Prop. 32: "deceptive and outrageous"

Union-busting initiative would let corporations, Super PACs control California


Coming soon to California schools near you: larger classes, fewer courses, and an end to sports and arts programs.

All of this and much worse could come to pass after Nov. 6 if voters approve Prop. 32, a deceptive and outrageous initiative which would empower corporations, Super PACs and the wealthy to control California. That would spell disaster for public education and the state as a whole.

Prop. 32, the Special Exemptions Act, would sharply limit unions' ability to raise money from their members and completely prohibit them from contributing to candidates.

Prop. 32's supporters claim the measure is “paycheck protection” but nurses, firefighters and teachers like myself don't need or want protection from our own unions. And anyone who approves of an eight-hour workday, minimum wage, weekends and overtime benefits from healthy unions, whether they are members or not.
|---|
Work to complete ::
• 1. What official name does the Prop. 32 article give the measure?
• 2. Transcribe the Prop. 32 article from "Union-busting initiative would" to "and arts programs.".
• 3. Pick up the Prop. 32 article after its final sentence and keep writing it.

Extracted entries ::
|---|
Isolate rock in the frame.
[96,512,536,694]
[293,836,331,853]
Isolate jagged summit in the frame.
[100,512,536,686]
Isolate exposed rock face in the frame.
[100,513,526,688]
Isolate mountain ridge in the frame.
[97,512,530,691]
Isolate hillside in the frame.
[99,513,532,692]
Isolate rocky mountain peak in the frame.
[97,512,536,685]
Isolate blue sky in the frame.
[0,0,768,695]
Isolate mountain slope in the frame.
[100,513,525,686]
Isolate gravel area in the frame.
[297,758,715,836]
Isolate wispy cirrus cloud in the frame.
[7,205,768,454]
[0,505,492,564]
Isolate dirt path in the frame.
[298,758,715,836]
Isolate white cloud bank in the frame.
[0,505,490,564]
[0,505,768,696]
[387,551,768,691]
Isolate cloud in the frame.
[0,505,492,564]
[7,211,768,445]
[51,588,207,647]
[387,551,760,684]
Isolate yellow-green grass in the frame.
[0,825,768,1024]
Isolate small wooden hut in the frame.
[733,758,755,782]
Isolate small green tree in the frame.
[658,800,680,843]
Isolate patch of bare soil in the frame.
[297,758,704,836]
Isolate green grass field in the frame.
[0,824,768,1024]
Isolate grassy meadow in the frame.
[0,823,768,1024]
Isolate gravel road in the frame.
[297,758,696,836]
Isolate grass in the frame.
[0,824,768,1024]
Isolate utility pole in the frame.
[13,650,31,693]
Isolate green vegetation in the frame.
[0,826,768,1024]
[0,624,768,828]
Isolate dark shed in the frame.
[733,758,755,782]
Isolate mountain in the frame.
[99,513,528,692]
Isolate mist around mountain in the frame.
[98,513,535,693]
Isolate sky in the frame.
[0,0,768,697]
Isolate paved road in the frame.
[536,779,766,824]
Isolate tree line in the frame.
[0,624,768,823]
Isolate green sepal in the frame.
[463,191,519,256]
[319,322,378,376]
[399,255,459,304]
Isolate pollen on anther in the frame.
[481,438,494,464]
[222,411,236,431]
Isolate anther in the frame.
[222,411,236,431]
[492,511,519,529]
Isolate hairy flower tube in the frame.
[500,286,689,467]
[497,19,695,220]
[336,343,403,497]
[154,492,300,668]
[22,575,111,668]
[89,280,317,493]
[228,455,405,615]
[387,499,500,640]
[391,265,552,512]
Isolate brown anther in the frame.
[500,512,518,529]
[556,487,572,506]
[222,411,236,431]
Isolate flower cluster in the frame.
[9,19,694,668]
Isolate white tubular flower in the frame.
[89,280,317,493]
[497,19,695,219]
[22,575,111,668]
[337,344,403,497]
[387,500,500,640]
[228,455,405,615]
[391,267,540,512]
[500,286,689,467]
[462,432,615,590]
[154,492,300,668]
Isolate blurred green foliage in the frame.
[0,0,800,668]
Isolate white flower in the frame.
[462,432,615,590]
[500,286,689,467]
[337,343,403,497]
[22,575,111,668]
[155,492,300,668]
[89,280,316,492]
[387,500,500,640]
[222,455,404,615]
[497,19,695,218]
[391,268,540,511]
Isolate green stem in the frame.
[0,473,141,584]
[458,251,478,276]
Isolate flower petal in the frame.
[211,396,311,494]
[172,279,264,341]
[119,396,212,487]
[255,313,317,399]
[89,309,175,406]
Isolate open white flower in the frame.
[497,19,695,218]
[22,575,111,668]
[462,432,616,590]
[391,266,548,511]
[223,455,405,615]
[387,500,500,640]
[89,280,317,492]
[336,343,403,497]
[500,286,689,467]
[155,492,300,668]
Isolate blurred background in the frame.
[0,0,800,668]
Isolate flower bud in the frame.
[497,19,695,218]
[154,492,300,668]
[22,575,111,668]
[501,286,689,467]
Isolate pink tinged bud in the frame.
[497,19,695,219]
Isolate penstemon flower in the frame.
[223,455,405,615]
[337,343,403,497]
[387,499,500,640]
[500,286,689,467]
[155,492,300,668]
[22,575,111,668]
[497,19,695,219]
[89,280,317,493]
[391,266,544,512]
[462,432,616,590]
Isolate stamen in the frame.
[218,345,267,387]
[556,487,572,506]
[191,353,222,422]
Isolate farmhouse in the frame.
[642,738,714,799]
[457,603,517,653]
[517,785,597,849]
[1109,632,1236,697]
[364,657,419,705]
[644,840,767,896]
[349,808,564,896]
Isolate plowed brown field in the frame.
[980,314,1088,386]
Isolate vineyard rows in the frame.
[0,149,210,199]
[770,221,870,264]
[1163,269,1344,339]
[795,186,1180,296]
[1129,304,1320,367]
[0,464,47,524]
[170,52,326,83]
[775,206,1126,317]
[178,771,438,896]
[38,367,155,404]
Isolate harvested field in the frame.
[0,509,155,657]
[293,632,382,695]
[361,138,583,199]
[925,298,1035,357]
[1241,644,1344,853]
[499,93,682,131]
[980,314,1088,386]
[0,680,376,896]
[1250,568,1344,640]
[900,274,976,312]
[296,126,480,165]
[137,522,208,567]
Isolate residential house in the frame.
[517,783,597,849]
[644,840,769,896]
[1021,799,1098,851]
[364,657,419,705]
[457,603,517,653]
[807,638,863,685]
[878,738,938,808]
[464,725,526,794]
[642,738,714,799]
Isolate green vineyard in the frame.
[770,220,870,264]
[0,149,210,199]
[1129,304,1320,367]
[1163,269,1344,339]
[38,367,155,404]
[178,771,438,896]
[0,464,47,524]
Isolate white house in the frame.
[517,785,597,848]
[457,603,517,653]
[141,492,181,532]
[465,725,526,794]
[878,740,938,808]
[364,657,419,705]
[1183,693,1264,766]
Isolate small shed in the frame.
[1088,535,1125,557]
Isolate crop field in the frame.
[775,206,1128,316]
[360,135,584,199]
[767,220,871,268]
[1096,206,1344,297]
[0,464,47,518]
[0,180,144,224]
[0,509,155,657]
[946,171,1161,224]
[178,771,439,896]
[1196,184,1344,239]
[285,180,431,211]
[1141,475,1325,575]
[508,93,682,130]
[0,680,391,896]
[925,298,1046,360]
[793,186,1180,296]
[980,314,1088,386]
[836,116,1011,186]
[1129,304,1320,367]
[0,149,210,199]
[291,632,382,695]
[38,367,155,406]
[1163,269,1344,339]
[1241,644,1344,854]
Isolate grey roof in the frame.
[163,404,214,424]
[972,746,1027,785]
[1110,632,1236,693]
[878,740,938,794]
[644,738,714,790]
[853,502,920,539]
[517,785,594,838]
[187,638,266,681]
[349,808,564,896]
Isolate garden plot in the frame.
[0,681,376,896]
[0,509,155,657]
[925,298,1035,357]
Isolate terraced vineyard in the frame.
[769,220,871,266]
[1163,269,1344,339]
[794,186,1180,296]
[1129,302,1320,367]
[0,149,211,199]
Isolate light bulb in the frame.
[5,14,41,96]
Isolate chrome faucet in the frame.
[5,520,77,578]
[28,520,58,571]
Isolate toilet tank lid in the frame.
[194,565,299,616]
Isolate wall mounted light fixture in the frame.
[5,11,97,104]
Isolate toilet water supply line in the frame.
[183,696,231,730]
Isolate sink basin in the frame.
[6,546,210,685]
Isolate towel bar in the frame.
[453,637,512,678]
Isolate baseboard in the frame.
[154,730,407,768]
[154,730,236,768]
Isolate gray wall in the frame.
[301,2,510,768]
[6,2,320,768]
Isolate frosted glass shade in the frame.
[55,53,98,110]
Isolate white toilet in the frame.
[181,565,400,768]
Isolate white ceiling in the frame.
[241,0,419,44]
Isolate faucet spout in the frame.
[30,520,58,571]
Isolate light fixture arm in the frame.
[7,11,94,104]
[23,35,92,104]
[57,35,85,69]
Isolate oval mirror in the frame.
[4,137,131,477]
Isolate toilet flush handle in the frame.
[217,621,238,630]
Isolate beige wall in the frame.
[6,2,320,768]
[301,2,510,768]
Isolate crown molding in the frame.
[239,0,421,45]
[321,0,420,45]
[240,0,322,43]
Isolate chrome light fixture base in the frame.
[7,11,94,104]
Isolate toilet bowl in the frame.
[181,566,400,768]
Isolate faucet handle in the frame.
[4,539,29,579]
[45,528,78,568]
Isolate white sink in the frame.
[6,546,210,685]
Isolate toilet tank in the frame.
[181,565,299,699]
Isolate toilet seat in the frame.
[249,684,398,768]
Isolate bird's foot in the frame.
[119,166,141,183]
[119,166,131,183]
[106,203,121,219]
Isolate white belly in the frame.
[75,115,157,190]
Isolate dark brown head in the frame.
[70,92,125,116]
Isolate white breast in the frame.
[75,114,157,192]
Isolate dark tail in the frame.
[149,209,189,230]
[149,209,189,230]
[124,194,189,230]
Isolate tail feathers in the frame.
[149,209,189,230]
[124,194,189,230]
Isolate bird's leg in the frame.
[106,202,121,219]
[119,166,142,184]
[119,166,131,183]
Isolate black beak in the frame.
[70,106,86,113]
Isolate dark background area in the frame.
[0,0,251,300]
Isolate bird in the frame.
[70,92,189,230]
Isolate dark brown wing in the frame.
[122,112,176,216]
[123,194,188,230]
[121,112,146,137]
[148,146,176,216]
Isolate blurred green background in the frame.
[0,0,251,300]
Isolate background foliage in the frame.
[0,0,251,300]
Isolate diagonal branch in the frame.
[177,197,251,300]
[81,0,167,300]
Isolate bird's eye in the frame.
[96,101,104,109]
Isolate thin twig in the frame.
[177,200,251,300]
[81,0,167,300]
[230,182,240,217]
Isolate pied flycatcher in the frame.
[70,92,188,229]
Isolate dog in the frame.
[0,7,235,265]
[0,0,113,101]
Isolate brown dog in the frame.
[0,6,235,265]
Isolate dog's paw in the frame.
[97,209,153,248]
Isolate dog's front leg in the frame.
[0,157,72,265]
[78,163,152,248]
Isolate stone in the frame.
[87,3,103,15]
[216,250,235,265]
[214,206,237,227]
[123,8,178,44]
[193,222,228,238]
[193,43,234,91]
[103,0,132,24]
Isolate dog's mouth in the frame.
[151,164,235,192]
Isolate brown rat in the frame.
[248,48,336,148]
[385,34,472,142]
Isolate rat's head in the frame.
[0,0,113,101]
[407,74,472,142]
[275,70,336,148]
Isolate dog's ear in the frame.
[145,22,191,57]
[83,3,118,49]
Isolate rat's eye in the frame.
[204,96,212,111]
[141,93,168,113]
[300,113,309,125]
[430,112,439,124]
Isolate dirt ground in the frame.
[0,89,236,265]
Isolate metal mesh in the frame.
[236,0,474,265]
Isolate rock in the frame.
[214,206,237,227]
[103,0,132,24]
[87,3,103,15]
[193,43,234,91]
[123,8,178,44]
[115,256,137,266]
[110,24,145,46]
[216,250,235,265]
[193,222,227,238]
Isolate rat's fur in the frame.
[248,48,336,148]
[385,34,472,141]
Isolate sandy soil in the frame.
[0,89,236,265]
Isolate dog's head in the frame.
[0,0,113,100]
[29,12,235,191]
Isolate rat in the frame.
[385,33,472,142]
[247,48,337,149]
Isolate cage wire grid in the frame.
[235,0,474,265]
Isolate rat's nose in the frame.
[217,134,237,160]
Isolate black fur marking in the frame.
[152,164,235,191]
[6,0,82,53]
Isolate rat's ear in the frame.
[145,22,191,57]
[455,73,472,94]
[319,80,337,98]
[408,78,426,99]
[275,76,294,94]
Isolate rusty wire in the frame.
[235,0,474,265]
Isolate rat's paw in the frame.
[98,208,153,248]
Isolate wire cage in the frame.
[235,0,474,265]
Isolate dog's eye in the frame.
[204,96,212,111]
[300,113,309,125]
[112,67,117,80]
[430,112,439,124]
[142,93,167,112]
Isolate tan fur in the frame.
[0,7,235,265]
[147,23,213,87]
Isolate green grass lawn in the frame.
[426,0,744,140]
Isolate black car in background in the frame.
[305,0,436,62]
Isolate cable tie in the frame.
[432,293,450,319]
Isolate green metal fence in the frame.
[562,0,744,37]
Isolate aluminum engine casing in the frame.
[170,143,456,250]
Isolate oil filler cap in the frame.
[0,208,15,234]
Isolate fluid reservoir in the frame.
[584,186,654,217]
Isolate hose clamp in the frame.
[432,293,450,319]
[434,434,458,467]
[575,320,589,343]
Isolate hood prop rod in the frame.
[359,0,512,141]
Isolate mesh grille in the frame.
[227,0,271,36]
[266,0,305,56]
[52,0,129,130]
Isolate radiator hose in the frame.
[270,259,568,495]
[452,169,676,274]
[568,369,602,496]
|---|
Expected results ::
• 1. The Special Exemptions Act.

• 2.
Union-busting initiative would let corporations, Super PACs control California


Coming soon to California schools near you: larger classes, fewer courses, and an end to sports and arts programs.

• 3.
Our state's voters rejected this idea twice before, leading Prop. 32 supporters to try a new trick. This union-busting measure contains language about corporate paycheck deductions, giving the proposal the appearance of fairness. But since businesses and their owners can simply raise limitless political contributions through profits, Prop. 32 will leave corporate power unchecked while crippling unions that currently balance their influence.

In addition, the measure does nothing to check unlimited political spending of Super PACs, the new political action committees unleashed by the Supreme Court's ruling in the Citizens United case. Through Super PACs, anonymous wealthy donors are already spending hundreds of millions to influence the 2012 elections nationwide.

Should Prop. 32 pass, what parts of their agenda will they impose here? Other states are fighting voter suppression, mandatory vaginal ultrasounds for women seeking abortions and vouchers to siphon support from cash-strapped public schools. If unions become powerless, perhaps a better question is, what parts of the extremists' agenda won't they impose here?

No wonder that experts are calling Prop. 32 “a fraud to end all frauds,” and “Citizens United on steroids” and “the polar opposite of even-handed campaign finance reform.”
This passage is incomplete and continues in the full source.